GOAL ▸
Tally how many of the lines below contain the string "tree", treating uppercase and lowercase as different, and give only the number.

Source records
#####
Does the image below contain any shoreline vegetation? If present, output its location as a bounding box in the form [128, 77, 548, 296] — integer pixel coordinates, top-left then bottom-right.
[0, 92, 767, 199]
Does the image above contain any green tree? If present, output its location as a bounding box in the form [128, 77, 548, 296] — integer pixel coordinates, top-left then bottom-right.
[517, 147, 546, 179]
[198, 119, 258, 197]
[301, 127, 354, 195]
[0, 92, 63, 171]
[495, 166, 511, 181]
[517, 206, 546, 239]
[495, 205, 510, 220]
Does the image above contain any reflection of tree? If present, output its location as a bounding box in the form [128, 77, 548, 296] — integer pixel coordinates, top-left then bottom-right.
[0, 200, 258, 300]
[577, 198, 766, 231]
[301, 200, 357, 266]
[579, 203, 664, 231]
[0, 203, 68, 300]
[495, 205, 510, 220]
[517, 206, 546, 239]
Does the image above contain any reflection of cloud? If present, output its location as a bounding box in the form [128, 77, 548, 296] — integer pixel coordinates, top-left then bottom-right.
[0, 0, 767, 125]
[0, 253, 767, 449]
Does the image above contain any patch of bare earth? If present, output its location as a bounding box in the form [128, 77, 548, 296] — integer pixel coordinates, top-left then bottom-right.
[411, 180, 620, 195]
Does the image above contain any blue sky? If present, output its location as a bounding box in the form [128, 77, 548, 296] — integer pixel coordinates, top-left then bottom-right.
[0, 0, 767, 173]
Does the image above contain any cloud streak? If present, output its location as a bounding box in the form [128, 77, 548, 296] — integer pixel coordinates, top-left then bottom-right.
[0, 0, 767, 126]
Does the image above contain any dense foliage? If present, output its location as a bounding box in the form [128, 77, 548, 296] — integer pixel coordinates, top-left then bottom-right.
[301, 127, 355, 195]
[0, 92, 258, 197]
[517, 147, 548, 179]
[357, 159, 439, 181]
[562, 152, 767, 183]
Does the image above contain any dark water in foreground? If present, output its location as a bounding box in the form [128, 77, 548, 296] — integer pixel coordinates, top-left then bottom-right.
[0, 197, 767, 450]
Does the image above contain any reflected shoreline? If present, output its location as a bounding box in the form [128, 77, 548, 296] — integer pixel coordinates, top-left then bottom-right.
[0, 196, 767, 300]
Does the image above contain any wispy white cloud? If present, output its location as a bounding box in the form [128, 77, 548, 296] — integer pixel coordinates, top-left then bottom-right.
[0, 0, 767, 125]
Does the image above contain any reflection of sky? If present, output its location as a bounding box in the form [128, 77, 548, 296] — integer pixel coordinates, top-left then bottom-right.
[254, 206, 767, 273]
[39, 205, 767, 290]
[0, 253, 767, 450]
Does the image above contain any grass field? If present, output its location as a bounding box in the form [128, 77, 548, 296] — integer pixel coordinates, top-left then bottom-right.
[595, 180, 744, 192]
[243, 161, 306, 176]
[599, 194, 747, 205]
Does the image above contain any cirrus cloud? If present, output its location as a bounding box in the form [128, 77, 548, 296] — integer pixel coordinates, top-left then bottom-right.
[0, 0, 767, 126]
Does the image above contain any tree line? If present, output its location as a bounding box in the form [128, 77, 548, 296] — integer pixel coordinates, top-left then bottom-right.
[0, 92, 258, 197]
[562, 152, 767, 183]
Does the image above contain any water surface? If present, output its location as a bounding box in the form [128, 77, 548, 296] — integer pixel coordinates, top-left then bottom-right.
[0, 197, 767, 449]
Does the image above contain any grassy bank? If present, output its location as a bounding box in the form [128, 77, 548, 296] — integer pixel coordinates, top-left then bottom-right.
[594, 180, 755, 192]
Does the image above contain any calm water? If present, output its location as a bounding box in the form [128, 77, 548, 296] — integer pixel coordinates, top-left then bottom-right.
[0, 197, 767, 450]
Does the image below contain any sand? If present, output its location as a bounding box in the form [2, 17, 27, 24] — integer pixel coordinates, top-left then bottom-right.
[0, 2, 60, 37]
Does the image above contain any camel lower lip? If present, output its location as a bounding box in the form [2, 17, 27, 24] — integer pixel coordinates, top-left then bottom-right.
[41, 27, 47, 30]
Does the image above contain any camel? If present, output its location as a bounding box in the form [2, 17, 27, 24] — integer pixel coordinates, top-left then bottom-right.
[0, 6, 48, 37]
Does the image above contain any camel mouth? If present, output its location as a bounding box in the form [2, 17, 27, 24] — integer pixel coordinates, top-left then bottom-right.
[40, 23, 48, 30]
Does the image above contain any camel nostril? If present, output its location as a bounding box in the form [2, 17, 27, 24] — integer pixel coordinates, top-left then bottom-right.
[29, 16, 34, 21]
#####
TASK RESULT ▸
3